Material for this exercise Block Start

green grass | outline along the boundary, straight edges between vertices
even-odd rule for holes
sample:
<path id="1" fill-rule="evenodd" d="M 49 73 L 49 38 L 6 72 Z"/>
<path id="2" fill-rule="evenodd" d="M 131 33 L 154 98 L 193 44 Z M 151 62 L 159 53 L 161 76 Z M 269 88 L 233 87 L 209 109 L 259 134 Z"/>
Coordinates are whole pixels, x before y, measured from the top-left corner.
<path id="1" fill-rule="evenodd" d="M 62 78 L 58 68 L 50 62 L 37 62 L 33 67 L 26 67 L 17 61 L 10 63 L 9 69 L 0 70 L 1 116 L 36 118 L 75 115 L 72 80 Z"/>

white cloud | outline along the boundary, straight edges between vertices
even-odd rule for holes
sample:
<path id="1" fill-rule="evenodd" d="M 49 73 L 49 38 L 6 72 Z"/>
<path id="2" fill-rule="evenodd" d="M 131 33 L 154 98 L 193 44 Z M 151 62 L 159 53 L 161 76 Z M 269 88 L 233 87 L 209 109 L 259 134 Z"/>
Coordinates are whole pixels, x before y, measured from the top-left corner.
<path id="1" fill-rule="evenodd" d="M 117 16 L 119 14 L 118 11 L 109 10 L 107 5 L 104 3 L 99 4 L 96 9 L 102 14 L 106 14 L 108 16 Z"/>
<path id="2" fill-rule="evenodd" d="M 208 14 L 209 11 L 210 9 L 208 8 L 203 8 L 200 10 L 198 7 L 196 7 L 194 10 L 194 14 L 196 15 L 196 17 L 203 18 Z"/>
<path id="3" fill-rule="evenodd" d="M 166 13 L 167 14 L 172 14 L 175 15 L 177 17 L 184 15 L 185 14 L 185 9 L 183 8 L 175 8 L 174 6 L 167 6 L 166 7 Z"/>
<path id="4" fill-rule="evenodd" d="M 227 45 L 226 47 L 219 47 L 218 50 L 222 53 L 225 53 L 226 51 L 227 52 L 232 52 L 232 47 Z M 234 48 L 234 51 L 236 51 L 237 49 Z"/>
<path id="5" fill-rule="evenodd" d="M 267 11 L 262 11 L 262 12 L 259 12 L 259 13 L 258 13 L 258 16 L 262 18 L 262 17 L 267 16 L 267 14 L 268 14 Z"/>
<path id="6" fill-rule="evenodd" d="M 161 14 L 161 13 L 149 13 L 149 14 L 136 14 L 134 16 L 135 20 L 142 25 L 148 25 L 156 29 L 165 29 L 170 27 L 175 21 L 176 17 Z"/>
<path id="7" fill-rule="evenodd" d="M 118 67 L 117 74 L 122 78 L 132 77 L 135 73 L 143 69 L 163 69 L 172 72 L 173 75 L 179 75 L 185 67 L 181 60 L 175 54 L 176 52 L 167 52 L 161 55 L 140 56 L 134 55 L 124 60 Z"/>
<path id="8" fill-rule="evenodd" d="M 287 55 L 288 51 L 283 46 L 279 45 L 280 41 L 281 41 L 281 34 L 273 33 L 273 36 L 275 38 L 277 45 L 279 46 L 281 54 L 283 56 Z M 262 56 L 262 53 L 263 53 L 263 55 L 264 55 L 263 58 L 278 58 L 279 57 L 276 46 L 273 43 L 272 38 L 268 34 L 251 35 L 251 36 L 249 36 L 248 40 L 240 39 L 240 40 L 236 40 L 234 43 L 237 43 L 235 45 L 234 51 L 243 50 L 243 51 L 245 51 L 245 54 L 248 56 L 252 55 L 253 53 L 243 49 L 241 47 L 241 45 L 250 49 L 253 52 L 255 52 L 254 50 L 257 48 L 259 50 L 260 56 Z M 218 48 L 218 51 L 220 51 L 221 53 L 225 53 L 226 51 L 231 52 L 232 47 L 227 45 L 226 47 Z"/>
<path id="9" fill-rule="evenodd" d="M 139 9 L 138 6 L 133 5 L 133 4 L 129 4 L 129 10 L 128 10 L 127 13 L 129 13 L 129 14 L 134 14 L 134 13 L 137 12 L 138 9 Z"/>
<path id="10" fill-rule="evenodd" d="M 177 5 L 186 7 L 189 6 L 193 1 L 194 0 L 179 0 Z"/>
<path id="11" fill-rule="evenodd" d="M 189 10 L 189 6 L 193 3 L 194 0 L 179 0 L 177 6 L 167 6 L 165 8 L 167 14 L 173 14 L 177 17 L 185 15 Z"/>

Material for this exercise Block End

Exercise directions => Whichever lines of the data include the word "boundary", pull them out.

Exercise answer =>
green grass | outline along the boundary, straight edges between vertices
white cloud | outline along the boundary, straight edges between vertices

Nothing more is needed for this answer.